§ **Source document**:

DWRR-FM (pronounced as DW-double-R; 101.9  FM Stereo), broadcasting as MOR 101.9, was a commercial radio station owned by ABS-CBN Corporation and previously operated by the Manila Radio division and the Star Creatives Group. Broadcast live throughout the Philippine archipelago, and throughout the world via The Filipino Channel (TFC), it was the flagship FM station of MOR Philippines and the number 1 FM radio station in Metro Manila, Mega Manila as well as the entire Philippines according to KBP Radio Research Council. The studios were located at ABS-CBN Broadcasting Center, Sgt. Esguerra Ave., corner Mo. Ignacia Ave., Diliman, Quezon City, and the station's 22.5 kW FM stereo transmitter was located at the Eugenio Lopez Center, Santa Cruz, Sumulong Highway, Antipolo, Rizal.

§ **Provided information**:
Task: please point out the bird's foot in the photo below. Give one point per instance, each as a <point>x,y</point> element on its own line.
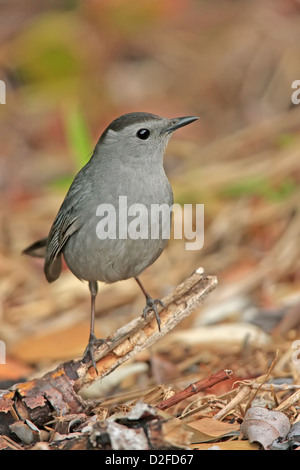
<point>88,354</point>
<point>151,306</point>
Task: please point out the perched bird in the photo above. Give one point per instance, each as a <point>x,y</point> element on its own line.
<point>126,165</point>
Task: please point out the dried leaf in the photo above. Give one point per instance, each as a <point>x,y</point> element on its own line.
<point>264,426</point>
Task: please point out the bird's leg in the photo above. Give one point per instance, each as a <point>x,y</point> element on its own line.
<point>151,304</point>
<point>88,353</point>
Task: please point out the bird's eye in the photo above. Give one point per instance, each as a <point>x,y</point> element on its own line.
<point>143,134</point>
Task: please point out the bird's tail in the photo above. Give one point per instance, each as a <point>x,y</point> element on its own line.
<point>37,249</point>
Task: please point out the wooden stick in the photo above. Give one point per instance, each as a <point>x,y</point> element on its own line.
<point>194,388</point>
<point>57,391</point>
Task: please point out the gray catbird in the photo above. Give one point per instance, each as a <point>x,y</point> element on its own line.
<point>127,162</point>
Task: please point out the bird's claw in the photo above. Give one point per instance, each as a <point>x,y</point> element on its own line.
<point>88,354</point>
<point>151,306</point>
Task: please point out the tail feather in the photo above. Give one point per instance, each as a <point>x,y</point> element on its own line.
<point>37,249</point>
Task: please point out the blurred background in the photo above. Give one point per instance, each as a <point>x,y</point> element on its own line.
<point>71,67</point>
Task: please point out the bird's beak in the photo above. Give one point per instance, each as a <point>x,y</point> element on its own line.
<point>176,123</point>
==
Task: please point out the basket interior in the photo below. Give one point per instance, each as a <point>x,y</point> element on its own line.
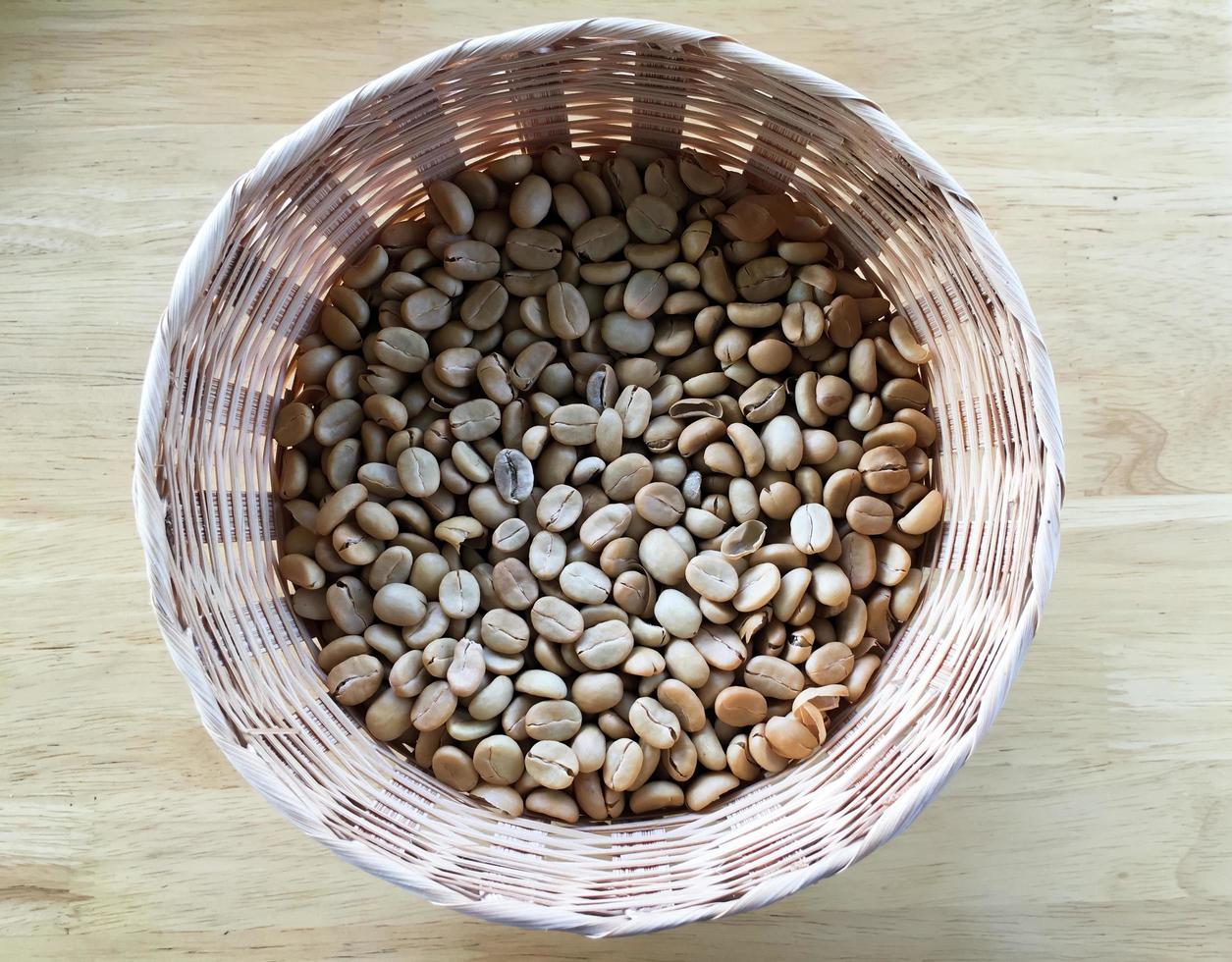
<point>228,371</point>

§ **Job**: Return the part of the DWRR-FM text starting with "DWRR-FM (pronounced as" and going on through "Highway, Antipolo, Rizal.". The rows have no connection to the radio station text.

§ **Exercise result**:
DWRR-FM (pronounced as DW-double-R; 101.9  FM Stereo), broadcasting as MOR 101.9, was a commercial radio station owned by ABS-CBN Corporation and previously operated by the Manila Radio division and the Star Creatives Group. Broadcast live throughout the Philippine archipelago, and throughout the world via The Filipino Channel (TFC), it was the flagship FM station of MOR Philippines and the number 1 FM radio station in Metro Manila, Mega Manila as well as the entire Philippines according to KBP Radio Research Council. The studios were located at ABS-CBN Broadcasting Center, Sgt. Esguerra Ave., corner Mo. Ignacia Ave., Diliman, Quezon City, and the station's 22.5 kW FM stereo transmitter was located at the Eugenio Lopez Center, Santa Cruz, Sumulong Highway, Antipolo, Rizal.